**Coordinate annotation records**
□ □ □ □

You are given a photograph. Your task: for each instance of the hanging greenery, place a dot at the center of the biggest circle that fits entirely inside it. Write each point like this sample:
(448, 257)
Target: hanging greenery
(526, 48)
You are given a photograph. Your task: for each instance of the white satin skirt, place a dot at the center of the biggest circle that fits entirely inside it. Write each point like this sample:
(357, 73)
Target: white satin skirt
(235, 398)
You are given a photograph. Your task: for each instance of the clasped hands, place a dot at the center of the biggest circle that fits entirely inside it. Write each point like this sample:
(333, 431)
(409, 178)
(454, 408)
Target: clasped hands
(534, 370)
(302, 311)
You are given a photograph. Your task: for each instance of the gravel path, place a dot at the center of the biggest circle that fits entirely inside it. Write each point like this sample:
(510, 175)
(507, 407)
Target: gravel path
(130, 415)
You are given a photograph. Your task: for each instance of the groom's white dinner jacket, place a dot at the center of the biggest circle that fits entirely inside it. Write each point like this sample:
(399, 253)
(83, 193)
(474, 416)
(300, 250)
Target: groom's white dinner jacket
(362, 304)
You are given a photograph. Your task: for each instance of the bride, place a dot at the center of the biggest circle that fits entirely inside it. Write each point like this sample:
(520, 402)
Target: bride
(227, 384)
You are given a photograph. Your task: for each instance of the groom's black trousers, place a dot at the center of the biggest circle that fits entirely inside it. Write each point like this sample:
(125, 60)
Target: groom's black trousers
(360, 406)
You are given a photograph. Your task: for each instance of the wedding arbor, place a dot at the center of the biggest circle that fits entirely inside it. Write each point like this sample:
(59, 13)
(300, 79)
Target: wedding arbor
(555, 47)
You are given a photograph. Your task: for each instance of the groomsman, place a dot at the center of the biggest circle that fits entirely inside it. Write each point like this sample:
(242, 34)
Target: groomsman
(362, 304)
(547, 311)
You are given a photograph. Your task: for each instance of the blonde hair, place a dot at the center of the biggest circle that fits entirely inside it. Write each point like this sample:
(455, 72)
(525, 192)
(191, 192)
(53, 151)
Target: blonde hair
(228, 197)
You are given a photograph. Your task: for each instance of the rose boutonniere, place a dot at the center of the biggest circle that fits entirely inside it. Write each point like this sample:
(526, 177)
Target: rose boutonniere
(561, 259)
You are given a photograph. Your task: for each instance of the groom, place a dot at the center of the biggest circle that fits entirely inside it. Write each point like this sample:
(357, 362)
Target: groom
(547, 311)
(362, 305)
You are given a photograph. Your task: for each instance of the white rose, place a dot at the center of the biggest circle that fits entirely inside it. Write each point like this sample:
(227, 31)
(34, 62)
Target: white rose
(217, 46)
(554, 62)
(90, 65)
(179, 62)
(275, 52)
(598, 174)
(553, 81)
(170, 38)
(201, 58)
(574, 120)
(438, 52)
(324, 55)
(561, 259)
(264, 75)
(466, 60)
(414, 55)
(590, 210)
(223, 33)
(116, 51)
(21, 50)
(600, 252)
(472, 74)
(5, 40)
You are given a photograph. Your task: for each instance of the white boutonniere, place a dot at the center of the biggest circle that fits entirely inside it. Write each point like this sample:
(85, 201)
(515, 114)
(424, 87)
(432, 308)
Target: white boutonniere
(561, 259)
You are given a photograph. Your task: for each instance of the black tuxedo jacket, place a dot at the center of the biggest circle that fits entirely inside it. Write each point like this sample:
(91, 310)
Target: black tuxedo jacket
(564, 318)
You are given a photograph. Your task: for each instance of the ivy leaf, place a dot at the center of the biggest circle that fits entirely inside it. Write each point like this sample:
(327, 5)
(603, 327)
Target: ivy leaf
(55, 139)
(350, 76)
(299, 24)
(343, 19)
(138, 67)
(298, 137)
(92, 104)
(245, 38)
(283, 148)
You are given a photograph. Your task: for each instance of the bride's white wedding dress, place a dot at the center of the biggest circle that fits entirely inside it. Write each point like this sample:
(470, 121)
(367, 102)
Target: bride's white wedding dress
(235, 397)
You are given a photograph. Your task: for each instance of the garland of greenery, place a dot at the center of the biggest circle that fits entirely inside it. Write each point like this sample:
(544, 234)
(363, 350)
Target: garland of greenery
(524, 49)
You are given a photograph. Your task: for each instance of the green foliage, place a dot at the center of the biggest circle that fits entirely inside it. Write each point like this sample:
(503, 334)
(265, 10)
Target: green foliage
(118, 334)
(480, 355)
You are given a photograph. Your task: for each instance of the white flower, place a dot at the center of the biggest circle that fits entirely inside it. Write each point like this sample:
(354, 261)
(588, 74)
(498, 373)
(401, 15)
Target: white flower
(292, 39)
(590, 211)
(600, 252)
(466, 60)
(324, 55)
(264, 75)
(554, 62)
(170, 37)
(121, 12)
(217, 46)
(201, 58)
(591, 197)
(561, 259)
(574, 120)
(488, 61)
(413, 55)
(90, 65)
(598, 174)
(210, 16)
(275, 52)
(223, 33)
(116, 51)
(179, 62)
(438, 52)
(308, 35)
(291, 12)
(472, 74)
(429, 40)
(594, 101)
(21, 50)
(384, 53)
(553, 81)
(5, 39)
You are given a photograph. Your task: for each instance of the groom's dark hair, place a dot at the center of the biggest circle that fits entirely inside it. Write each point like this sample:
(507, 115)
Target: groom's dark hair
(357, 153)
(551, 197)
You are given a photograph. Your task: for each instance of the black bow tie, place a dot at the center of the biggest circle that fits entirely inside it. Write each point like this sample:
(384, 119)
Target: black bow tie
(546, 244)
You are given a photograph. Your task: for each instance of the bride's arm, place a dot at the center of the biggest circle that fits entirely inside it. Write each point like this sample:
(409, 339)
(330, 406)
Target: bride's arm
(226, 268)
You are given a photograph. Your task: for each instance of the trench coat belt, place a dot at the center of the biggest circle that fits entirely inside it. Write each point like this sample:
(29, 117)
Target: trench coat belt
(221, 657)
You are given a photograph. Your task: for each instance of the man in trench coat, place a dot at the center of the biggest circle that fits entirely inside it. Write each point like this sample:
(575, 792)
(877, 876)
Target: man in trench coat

□ □ □ □

**What you are asked to do**
Retype the records that precede this task, keeping them exactly the same.

**Worked answer**
You are given a photograph. Your task: for each instance of the hanging greenery, place a dot at the center of the biggest circle that fits entirely inside it. Write each point like this sample:
(448, 257)
Target: hanging greenery
(526, 48)
You are given a photograph. Your task: for each instance of the white satin skirt, place a dot at the center of the biggest circle that fits entirely inside it. Write each point like this sample:
(357, 73)
Target: white satin skirt
(235, 398)
You are given a photograph. Your task: for each instance of the clasped hands, place a dot at the center of the biggest circle that fits entirely inside it. Write each point like this sample:
(333, 431)
(409, 178)
(454, 408)
Target: clasped hands
(534, 370)
(302, 311)
You are given a photograph. Your task: for each instance of the gravel path, place a dot at the center of the biggest circle that fits entirely inside it. Write each point like this sample:
(510, 175)
(507, 407)
Target: gravel path
(130, 415)
You are given a photograph. Your task: for each instance of the groom's white dinner jacket, place a dot at the center of the biggest circle that fits entirely inside it. Write each point like this sample:
(399, 253)
(83, 193)
(474, 416)
(300, 250)
Target: groom's white dinner jacket
(362, 304)
You are given a photograph. Your task: for each instance of the bride, place a dot at the center of the biggest circle that fits entirely inside it. Write each point like this sample:
(520, 402)
Target: bride
(227, 384)
You are given a photograph. Your task: for each instance of the groom's black trousers, place a dot at the center of the biggest circle that fits entirely inside it. Write each point like this sample:
(125, 60)
Target: groom's black trousers
(360, 406)
You are given a photograph. Your task: for each instance of the wedding arbor, place a dot at the center of the biggest circle that fits entirely inside it. Write each point like this sample:
(59, 13)
(300, 79)
Target: wedding arbor
(555, 47)
You are given a photograph. Your task: for each instance of the groomsman, place a dot at the center of the biggest circle that fits entirely inside it. Write each point like this sample:
(242, 34)
Target: groomsman
(362, 304)
(547, 311)
You are given a photograph. Your task: for each instance of the blonde hair, place a dot at the center of the biggest circle that fits entirely inside it. Write each point like this sample:
(455, 72)
(525, 192)
(191, 192)
(53, 151)
Target: blonde hair
(228, 197)
You are given a photograph. Your task: for each instance of the rose boutonniere, place a dot at the center of the biggest circle that fits entirely inside it. Write each point like this sample:
(526, 177)
Target: rose boutonniere
(561, 259)
You are given a photograph. Your task: for each instance of the groom, place a dot at the center of the biggest circle that fits entirely inside it. Write each point like this sample:
(357, 362)
Target: groom
(547, 311)
(362, 305)
You are given a photograph. Your task: for each instance of the white rose, place a dot at the center of the biggest circle that fits entirely inside it. Write each point like this sample:
(227, 31)
(34, 62)
Target: white rose
(217, 46)
(554, 62)
(90, 65)
(179, 62)
(275, 52)
(598, 174)
(553, 81)
(170, 38)
(201, 58)
(574, 120)
(438, 52)
(324, 55)
(561, 259)
(264, 75)
(466, 60)
(414, 55)
(590, 210)
(223, 33)
(116, 51)
(21, 50)
(600, 252)
(472, 74)
(5, 40)
You are given a photograph. Your task: for each instance of the white boutonniere, place a dot at the center of the biggest circle that fits entirely inside it. Write each point like this sample:
(85, 201)
(515, 114)
(424, 87)
(432, 308)
Target: white boutonniere
(561, 259)
You are given a photograph. Your task: for each instance of the black tuxedo jacket, place a dot at the center of the biggest circle that fits entirely inside it. Write each point like this sample:
(91, 310)
Target: black tuxedo jacket
(564, 318)
You are given a photograph. Your task: for each instance of the ivy leaf, place a dot at the center of the biggest circle that fits entirely inside it. Write each point like this sample:
(327, 5)
(603, 327)
Target: ivy leaf
(55, 139)
(350, 76)
(299, 24)
(343, 19)
(138, 67)
(298, 137)
(92, 104)
(245, 38)
(283, 148)
You are given a photograph. Your task: for each instance of the bride's white wedding dress, place a dot at the center of the biggest circle that fits entirely inside it. Write each point like this sample:
(470, 121)
(367, 102)
Target: bride's white wedding dress
(235, 397)
You are given a photograph. Your task: for each instance of the garland of greenery, place a dot at the center of the biggest circle that fits entirely inside it. Write each point like this sample:
(544, 234)
(363, 350)
Target: garland of greenery
(524, 49)
You are given a photograph. Your task: for each instance of the green foliage, place a dot at the center of the biggest circle that fits entirely inside it. Write each point like this sample:
(503, 334)
(265, 10)
Target: green foliage
(118, 334)
(480, 355)
You are given a photograph. Your task: for each instance of the white flower, place a dot at the center of the biggest circle that fits entirely inside it. Write each point like this sample:
(354, 261)
(588, 74)
(498, 373)
(401, 15)
Target: white flower
(292, 39)
(590, 211)
(600, 252)
(466, 60)
(324, 55)
(264, 75)
(554, 62)
(170, 37)
(121, 12)
(217, 46)
(201, 58)
(591, 197)
(561, 259)
(574, 120)
(488, 61)
(413, 55)
(90, 65)
(598, 174)
(210, 16)
(275, 52)
(223, 33)
(116, 51)
(179, 62)
(438, 52)
(308, 35)
(291, 12)
(472, 74)
(429, 40)
(594, 101)
(21, 50)
(384, 53)
(553, 81)
(5, 39)
You are given a photograph. Your task: for each instance of the groom's dark hair, place a dot at the center of the biggest circle that fits entirely inside it. Write each point like this sample:
(507, 115)
Target: groom's dark hair
(357, 153)
(551, 197)
You are given a photograph. Your task: for each instance of the black bow tie, place a dot at the center of the biggest circle that fits entirely inside it. Write each point like this sample:
(384, 119)
Target: black bow tie
(546, 244)
You are given a photograph. Your task: for each instance of the bride's arm, place a dot at the center of the biggest circle that fits entirely inside it. Write each point like this sample:
(409, 339)
(330, 406)
Target: bride's arm
(226, 268)
You are given a photograph. Your task: for each instance of the trench coat belt, place a dot at the center of the biggest circle that fits entirely inside it. Write each point like this sample:
(29, 117)
Target: trench coat belt
(221, 657)
You are given a photograph. Your task: for each instance of the man in trench coat, place a dot at the center of the biggest circle that fits entirely inside it. Write each point like this sample:
(575, 792)
(877, 876)
Target: man in trench coat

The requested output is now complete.